Excerpted records:

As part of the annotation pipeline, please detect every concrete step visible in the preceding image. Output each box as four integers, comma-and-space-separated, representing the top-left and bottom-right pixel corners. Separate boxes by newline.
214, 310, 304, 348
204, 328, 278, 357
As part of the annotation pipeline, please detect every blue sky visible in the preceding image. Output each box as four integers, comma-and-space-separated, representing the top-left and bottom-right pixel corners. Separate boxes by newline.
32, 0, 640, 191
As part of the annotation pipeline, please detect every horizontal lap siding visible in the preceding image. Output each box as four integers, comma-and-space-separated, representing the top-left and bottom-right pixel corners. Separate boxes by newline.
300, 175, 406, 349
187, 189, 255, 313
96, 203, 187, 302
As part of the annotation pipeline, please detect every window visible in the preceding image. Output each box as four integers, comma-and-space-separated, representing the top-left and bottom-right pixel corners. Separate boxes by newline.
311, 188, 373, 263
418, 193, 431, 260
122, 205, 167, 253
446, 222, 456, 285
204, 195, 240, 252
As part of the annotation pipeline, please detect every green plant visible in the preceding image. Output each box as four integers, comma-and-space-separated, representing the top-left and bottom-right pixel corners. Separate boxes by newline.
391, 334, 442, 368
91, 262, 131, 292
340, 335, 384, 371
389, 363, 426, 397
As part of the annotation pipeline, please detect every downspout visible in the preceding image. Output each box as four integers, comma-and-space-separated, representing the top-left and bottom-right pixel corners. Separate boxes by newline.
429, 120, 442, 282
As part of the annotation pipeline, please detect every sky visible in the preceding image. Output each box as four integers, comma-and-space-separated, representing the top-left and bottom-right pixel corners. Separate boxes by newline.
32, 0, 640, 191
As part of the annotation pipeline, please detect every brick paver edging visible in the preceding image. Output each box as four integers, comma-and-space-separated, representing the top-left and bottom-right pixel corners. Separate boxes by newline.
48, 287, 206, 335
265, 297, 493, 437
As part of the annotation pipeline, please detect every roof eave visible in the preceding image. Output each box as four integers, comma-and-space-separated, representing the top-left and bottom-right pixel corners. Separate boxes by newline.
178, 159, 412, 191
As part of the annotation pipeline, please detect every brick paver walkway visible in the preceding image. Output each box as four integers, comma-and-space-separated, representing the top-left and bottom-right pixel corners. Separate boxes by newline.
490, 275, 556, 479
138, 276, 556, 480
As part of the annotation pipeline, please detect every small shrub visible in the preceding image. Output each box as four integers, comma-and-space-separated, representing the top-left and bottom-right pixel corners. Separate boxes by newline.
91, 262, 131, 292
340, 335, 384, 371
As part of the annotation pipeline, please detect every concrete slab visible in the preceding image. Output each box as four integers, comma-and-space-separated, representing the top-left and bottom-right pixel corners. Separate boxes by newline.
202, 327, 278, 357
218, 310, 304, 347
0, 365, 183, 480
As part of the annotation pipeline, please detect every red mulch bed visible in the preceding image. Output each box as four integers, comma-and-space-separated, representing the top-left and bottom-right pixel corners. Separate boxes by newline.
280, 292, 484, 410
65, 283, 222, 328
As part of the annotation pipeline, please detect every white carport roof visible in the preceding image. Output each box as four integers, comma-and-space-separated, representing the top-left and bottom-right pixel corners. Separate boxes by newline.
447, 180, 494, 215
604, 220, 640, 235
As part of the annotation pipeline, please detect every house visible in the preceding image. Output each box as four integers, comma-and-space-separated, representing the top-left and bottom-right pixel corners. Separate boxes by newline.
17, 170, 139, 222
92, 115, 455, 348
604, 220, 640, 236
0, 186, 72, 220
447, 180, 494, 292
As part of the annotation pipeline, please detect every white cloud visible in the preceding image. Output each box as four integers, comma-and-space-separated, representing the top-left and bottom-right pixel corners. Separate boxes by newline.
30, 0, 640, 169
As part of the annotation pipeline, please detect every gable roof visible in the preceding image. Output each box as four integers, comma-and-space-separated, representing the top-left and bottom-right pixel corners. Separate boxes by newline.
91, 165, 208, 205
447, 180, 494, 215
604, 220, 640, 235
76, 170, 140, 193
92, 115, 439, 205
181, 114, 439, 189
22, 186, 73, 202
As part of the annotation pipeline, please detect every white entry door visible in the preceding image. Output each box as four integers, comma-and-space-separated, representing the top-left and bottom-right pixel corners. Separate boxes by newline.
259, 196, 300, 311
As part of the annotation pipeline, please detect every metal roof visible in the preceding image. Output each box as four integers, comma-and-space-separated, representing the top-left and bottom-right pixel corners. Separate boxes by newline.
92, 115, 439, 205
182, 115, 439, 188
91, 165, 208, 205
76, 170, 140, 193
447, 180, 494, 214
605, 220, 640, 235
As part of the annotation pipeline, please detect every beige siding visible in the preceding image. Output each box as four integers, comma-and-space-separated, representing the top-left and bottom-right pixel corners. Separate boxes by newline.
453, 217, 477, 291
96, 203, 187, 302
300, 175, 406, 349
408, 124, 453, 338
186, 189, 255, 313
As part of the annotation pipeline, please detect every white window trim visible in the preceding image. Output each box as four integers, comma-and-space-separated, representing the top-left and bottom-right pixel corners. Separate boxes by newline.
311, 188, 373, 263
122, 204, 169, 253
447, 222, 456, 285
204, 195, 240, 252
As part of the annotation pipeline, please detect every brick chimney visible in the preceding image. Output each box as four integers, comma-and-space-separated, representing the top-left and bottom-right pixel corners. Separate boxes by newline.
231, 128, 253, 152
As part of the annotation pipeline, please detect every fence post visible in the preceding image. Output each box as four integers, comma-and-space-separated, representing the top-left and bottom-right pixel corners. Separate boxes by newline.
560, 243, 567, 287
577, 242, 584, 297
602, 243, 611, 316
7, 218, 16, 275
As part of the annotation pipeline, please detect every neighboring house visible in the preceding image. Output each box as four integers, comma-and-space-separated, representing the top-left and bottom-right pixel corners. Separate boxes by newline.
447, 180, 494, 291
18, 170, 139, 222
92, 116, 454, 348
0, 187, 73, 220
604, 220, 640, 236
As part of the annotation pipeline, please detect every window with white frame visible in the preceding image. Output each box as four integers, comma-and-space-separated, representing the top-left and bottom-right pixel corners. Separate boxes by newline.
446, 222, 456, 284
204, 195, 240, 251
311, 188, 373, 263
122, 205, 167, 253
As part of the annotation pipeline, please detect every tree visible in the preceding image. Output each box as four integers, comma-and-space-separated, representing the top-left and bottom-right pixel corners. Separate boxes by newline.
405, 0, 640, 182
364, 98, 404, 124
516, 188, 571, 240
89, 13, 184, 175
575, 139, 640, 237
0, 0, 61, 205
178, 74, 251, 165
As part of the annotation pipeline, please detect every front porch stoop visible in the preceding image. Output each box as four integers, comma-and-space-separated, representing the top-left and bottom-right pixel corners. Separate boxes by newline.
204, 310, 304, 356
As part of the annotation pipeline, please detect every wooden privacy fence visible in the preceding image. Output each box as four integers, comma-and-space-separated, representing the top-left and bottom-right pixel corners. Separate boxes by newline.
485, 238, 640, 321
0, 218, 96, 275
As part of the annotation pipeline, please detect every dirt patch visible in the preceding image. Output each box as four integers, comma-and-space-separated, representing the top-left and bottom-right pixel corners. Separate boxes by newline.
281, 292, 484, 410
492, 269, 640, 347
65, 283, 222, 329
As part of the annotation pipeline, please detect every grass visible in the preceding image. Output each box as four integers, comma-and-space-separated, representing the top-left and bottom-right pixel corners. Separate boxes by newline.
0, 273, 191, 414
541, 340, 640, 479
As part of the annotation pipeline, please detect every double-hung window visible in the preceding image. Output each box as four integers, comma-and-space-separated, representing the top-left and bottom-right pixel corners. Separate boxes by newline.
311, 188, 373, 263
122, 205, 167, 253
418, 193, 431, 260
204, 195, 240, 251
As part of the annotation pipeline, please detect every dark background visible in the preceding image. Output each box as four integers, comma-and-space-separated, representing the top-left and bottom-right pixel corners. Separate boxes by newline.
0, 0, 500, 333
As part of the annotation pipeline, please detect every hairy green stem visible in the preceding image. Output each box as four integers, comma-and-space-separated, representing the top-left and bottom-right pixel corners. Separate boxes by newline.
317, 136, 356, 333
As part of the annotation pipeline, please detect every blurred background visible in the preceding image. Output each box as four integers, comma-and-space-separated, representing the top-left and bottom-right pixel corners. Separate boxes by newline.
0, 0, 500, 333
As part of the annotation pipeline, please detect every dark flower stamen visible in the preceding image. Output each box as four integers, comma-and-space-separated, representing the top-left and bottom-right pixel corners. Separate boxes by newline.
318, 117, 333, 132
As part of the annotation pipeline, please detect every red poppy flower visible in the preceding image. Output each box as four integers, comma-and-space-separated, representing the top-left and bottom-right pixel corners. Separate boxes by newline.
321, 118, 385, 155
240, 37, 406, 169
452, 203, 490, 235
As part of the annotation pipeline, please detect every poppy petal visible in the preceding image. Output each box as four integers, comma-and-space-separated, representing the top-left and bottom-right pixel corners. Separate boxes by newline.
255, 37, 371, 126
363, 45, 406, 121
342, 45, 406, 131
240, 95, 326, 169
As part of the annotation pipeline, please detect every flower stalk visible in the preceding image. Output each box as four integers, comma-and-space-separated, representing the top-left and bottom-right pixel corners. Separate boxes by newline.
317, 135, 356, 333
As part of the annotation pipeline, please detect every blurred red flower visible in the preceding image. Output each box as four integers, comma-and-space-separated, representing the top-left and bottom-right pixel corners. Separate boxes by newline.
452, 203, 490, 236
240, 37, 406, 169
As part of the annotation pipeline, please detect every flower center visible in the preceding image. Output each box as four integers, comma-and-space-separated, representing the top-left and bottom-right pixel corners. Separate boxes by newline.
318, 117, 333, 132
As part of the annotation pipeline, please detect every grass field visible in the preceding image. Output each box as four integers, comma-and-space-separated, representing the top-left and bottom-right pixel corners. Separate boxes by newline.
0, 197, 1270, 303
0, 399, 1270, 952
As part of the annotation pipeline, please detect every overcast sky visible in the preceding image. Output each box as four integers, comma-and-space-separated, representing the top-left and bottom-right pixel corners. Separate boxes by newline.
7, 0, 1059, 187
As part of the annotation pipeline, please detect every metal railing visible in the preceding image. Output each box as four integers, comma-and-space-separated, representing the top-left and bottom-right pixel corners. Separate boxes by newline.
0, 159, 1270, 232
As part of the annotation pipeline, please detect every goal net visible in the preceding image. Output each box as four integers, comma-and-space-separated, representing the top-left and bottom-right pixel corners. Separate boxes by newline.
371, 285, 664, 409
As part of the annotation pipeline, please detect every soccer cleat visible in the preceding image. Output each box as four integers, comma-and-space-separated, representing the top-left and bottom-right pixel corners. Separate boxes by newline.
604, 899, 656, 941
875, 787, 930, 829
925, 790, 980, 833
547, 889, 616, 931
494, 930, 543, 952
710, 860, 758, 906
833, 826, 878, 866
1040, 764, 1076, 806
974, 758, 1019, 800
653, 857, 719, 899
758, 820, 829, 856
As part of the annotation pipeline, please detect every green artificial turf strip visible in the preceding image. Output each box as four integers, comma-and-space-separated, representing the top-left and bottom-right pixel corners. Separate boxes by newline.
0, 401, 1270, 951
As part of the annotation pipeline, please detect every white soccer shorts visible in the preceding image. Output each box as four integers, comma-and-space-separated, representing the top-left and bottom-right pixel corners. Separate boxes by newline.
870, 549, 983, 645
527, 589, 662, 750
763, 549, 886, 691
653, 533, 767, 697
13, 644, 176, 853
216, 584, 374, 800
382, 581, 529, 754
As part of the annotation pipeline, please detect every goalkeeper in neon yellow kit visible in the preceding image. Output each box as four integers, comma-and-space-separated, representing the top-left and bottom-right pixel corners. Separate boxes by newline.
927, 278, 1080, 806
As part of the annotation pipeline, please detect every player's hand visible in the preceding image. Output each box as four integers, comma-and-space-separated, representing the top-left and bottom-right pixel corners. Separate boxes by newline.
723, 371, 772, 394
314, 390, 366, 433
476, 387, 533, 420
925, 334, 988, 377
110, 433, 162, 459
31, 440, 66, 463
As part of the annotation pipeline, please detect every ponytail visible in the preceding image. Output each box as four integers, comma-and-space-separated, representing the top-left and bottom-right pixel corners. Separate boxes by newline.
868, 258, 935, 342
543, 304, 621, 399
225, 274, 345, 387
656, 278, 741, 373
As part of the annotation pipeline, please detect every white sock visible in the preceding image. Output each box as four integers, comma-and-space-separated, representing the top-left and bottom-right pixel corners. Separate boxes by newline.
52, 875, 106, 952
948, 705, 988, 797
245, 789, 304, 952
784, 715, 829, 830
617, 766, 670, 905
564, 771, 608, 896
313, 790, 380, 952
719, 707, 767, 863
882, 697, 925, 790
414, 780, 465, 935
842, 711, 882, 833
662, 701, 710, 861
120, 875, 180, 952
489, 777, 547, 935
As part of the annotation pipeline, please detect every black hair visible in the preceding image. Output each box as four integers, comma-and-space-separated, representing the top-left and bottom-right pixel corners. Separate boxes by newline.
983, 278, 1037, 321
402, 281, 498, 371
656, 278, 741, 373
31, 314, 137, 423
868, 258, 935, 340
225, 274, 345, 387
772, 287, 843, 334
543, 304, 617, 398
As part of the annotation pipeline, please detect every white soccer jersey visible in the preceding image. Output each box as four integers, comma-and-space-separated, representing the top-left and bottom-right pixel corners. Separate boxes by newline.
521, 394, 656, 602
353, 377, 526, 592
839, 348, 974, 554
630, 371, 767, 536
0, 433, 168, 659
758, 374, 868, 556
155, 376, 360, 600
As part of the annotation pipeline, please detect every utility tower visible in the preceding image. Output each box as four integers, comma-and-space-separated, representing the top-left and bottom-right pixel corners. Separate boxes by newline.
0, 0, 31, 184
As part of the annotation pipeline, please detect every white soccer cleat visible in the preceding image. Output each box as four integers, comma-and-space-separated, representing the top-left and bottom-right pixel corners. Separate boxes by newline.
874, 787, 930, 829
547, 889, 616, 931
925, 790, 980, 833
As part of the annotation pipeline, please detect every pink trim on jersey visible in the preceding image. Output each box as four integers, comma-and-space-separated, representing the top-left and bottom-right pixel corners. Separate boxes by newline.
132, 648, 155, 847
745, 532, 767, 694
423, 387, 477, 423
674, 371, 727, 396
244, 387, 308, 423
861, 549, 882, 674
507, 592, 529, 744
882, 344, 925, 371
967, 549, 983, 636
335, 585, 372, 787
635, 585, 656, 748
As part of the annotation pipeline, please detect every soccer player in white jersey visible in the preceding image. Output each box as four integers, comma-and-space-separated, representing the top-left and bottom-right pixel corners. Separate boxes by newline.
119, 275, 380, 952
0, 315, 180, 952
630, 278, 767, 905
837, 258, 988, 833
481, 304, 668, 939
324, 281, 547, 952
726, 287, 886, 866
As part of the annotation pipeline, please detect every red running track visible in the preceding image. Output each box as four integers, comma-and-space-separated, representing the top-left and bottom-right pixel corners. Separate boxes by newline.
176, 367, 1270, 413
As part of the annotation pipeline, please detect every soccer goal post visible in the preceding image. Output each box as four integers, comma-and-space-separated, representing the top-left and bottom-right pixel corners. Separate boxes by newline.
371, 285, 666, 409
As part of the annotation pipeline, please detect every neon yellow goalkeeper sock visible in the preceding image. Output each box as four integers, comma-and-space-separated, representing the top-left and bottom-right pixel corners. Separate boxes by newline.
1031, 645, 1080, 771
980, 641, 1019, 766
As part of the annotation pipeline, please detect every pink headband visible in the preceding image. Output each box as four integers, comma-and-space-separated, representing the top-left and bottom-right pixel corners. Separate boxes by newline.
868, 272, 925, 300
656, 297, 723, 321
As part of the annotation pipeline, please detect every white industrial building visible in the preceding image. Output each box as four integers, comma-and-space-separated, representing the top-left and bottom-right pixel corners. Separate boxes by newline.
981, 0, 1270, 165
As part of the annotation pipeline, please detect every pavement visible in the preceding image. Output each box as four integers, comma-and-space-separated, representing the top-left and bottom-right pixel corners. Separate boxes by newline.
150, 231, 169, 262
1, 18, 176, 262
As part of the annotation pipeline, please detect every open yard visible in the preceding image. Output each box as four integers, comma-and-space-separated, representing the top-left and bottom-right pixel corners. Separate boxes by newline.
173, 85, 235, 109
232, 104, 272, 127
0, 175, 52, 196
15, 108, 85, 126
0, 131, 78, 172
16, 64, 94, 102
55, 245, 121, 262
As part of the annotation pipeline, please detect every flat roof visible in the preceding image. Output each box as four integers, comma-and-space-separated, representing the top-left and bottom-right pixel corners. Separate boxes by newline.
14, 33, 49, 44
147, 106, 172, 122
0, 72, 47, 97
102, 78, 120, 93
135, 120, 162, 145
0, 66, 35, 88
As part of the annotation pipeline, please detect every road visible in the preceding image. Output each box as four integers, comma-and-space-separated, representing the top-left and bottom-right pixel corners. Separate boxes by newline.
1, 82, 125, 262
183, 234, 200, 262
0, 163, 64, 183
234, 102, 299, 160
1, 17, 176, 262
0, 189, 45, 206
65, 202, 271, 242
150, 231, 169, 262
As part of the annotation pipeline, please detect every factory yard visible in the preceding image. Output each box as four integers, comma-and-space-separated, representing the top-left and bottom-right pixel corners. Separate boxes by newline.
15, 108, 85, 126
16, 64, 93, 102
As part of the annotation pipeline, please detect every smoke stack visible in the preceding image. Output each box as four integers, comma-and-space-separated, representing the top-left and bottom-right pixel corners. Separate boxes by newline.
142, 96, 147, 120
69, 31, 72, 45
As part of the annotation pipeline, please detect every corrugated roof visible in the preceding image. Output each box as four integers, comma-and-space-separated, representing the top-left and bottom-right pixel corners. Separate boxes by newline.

What is required:
Copy the rows above, from the very first line through the line containing "204, 328, 278, 357", including both ends, with every character unchanged.

Final result:
As part of the annotation pipeline, please detect every concrete step visible in the preceding image. Output each box as four integers, comma-and-space-separated, representing the top-left and bottom-right pixel corners. Separate boxes by newline.
214, 310, 304, 348
204, 328, 278, 357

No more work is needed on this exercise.